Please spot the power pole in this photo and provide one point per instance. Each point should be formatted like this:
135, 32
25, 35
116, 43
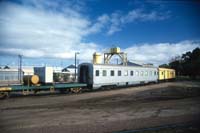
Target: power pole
20, 68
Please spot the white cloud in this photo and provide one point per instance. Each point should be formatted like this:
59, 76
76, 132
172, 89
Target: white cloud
159, 53
117, 19
35, 31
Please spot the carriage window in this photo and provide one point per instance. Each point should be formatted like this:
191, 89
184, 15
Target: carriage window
119, 73
146, 73
141, 73
150, 73
104, 73
97, 72
126, 73
131, 73
137, 73
154, 72
112, 73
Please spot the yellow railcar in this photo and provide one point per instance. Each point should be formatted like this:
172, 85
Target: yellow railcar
166, 74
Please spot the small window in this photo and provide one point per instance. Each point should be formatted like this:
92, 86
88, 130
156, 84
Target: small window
141, 73
97, 72
112, 73
154, 72
131, 73
146, 73
150, 73
137, 73
119, 73
104, 73
125, 73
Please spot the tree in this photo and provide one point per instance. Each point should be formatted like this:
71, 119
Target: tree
187, 64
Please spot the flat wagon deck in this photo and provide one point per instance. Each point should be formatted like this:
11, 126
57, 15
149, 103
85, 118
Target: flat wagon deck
25, 89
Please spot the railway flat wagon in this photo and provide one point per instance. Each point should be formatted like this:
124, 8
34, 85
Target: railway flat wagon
26, 89
166, 74
102, 75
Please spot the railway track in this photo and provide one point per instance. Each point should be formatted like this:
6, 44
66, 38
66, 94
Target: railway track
192, 126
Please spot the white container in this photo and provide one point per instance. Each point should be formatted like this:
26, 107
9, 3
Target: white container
45, 74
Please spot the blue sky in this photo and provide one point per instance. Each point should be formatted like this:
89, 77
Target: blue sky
50, 32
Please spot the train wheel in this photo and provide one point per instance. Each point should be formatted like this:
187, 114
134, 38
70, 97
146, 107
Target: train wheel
4, 95
76, 90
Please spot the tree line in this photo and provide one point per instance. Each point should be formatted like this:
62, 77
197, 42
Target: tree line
188, 64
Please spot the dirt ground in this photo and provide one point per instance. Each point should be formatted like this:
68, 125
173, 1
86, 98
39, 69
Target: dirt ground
103, 111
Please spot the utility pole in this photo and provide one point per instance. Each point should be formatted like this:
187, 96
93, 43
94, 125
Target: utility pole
76, 53
20, 68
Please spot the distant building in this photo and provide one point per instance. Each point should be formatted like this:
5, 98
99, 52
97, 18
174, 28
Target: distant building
131, 64
70, 68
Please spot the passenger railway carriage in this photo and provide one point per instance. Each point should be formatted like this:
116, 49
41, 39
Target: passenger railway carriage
102, 75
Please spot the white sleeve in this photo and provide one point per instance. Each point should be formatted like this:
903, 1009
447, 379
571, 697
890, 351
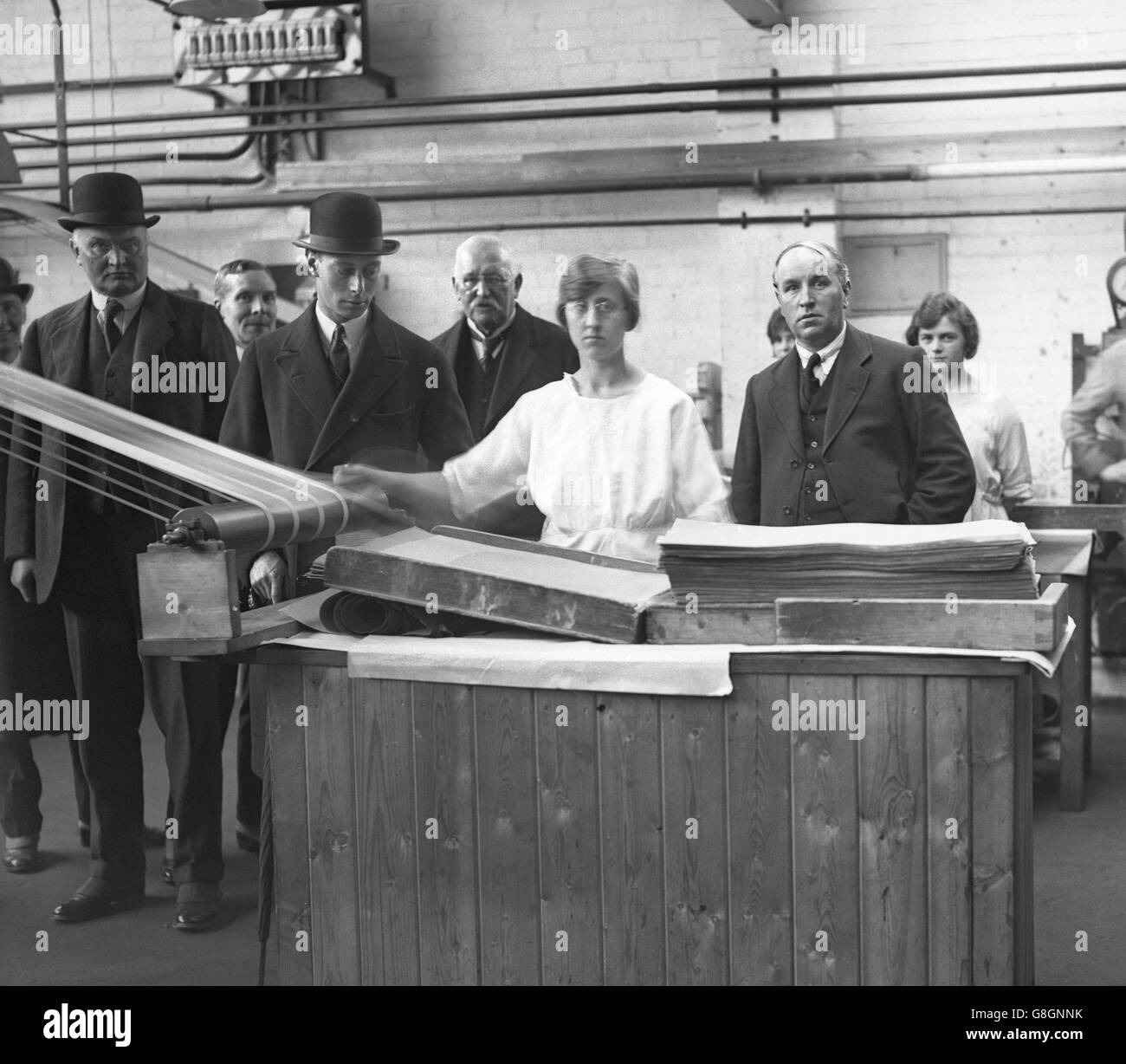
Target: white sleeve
495, 467
698, 490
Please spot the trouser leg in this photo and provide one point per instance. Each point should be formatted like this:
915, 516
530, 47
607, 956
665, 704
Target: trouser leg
21, 786
184, 702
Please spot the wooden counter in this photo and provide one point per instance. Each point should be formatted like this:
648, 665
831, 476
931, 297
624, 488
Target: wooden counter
443, 834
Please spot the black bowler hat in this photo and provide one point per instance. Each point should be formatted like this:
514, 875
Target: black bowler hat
107, 199
346, 223
10, 282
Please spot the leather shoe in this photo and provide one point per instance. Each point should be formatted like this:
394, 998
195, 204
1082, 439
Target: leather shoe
97, 898
197, 905
23, 858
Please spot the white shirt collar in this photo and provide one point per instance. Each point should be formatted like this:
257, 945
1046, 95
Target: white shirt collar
479, 337
353, 329
828, 354
130, 303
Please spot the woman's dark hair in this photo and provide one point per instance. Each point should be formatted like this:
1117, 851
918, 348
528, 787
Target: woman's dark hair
777, 326
586, 273
934, 308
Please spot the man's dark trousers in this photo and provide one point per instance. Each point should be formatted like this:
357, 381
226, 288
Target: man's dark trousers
98, 586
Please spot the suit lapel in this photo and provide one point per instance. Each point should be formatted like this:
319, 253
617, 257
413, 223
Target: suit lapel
302, 364
851, 380
154, 330
68, 347
783, 398
379, 365
518, 356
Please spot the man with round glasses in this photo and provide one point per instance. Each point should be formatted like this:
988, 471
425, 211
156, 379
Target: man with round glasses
498, 349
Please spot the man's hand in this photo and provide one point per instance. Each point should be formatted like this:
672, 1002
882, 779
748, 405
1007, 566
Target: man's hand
267, 576
23, 578
360, 478
1115, 473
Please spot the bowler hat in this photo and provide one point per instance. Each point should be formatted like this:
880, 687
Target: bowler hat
10, 282
346, 223
107, 199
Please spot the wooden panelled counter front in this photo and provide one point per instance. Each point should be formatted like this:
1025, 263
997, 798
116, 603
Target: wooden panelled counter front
450, 834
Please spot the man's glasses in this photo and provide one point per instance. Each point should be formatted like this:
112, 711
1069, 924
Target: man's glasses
490, 281
603, 308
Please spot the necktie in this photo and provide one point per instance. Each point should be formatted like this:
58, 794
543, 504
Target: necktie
338, 356
109, 329
491, 346
810, 382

The task> Copy the entire listing above word for word, leaving out the pictures.

Reply to the task>
Please spot the power pole in this photo and provide one point per instance. Each point should be formatted like this:
135, 32
25, 35
116, 43
Target: power pole
20, 68
Please spot the white cloud in this photo and provide one point per instance. Each point should be formatted like this:
59, 76
76, 132
172, 89
Target: white cloud
159, 53
117, 19
35, 31
Please spot the carriage window in this photo and provide one point per instance. Each point should be formatted like this:
191, 89
184, 15
Target: carriage window
119, 73
146, 73
141, 73
150, 73
104, 73
97, 72
126, 73
131, 73
137, 73
154, 72
112, 73
Please spot the yellow railcar in this photo and provide one point per instance. Each point should be formatted like this:
172, 85
Target: yellow railcar
166, 74
Please spot the small window in this photo and provide one point per instance. Each point should be formatted like this:
92, 86
88, 130
156, 84
Target: small window
141, 73
97, 72
112, 73
154, 72
131, 73
146, 73
150, 73
137, 73
119, 73
104, 73
125, 73
Please spot the tree in this photo and provide one point per instance. Each point should be formatted like this:
71, 119
Target: tree
187, 64
Please spot the flat wagon deck in this photo and provide one point per instance. Each point should be formatted like this:
11, 126
57, 15
149, 103
85, 118
Target: flat wagon deck
25, 89
Please spot the railway flat wagon in this photo and provide one point per instance. Each point should be formatted like this:
124, 8
34, 85
Target: railway flat wagon
26, 89
166, 74
102, 75
Please spot the railway track in this photo and provide one point per instance. Each point should be formatted like this:
6, 44
66, 38
66, 94
Target: railway track
192, 126
Please spot the white container in this photo and provide one point per instance. Each point should be formatted like this:
26, 107
9, 3
Target: white container
45, 74
Please spot the blue sky in this photo and provide one point per instance. Each point should be formatted like this:
89, 77
Target: blue sky
50, 32
Please spot the train wheel in this photo and provide one point per instance. Each point should be formatted like this:
187, 114
134, 38
70, 97
146, 107
Target: train wheel
4, 95
76, 90
Please spot the tree line in this photo and provide one point per instance. Each point should be formatted like this:
62, 77
197, 42
Target: tree line
188, 64
Please spot the dirt ground in this photo and provide one point per instance. Each point should be formatted like this:
68, 125
173, 1
86, 98
39, 69
Target: dirt ground
103, 111
Please spot the utility pole in this photo and provide one point per instance. Each point should be formatted like this:
187, 96
93, 43
94, 125
Target: utility pole
76, 53
20, 68
Please spot the distant building in this photo and provide one point per instance. Each point should be formatted like this:
5, 98
99, 52
97, 18
174, 28
Target: distant building
131, 64
70, 68
Please spot the passenger railway carriage in this photo and provide one point per instance. Each point should be formatted like this:
116, 49
41, 39
Target: passenger railway carriage
102, 75
Please spot the white sleeve in this photo and provide one point per instance. Each point should be formatted like this:
903, 1009
447, 379
571, 697
890, 351
Target: white sleeve
495, 467
698, 490
Please spot the trouser leg in this photo and provide one point per instance. Each point should be formatted like this:
915, 516
530, 47
607, 956
665, 704
Target: trouser leg
21, 786
184, 702
Please spot the wooden counter in this photo and provide one point per instance. Each point should be formatted like this:
648, 665
831, 476
931, 297
624, 488
Target: wooden counter
443, 834
Please spot the black bowler hat in this photo and provide one point per instance. Each point should be formatted like this:
514, 875
Target: black bowler hat
107, 199
346, 223
10, 282
Please spot the leather shoe in this photo and provide one point per instance. Each point should be formatted like this:
394, 998
195, 204
1082, 439
Target: leather shoe
97, 898
197, 905
23, 858
Please spot the white shirt collar in this photo and provide one point per instance. Each point should be formatted like this:
257, 945
1046, 95
Target: white shirt collar
479, 337
353, 329
828, 354
130, 303
Please spot the woman's dark hair in this photo and provide one point per instance. Each point should be formatted like this:
1117, 851
918, 348
528, 787
Target: woman's dark hair
777, 326
586, 273
934, 308
Please spot the man's dark trousers in this photo and provide one point per instance. Each point should be formatted like this:
357, 381
226, 288
Target: man's dark trousers
98, 586
Please spot the suit lapel in this photo and provide one point per instance. Each point should be formatted like this:
319, 253
617, 257
413, 223
Target: suit lapel
302, 364
851, 380
154, 330
68, 347
783, 398
379, 365
518, 356
Please spot the man with round glasses in this photo and provide one point per instance. Each point should be formatted like this:
988, 471
425, 211
156, 379
Target: man with round glasses
498, 349
Please spot the man's hand in this photo and provide one point per instance. Each point should be formatted like this:
672, 1002
882, 779
748, 405
1007, 566
Target: man's hand
267, 576
23, 578
360, 478
1115, 473
Please spot the bowler hat in this photo and provide one point per instance. Each point should be formatted like this:
880, 687
Target: bowler hat
10, 282
346, 223
107, 199
Please spot the wooden panelled counter front in this photo and provide one point per instance. Each point should be formatted like this:
1025, 263
997, 798
116, 603
Target: wooden panelled counter front
450, 834
Please spot the man's glasses in this photo and provide one point per instance. Each point should be formatted like this:
112, 711
1069, 924
Target: man's glasses
490, 281
603, 308
Please spot the necktie in this photo and provide one point per instance. Each point should be formatted like this:
58, 794
543, 504
Target: necktie
338, 356
109, 329
491, 346
810, 382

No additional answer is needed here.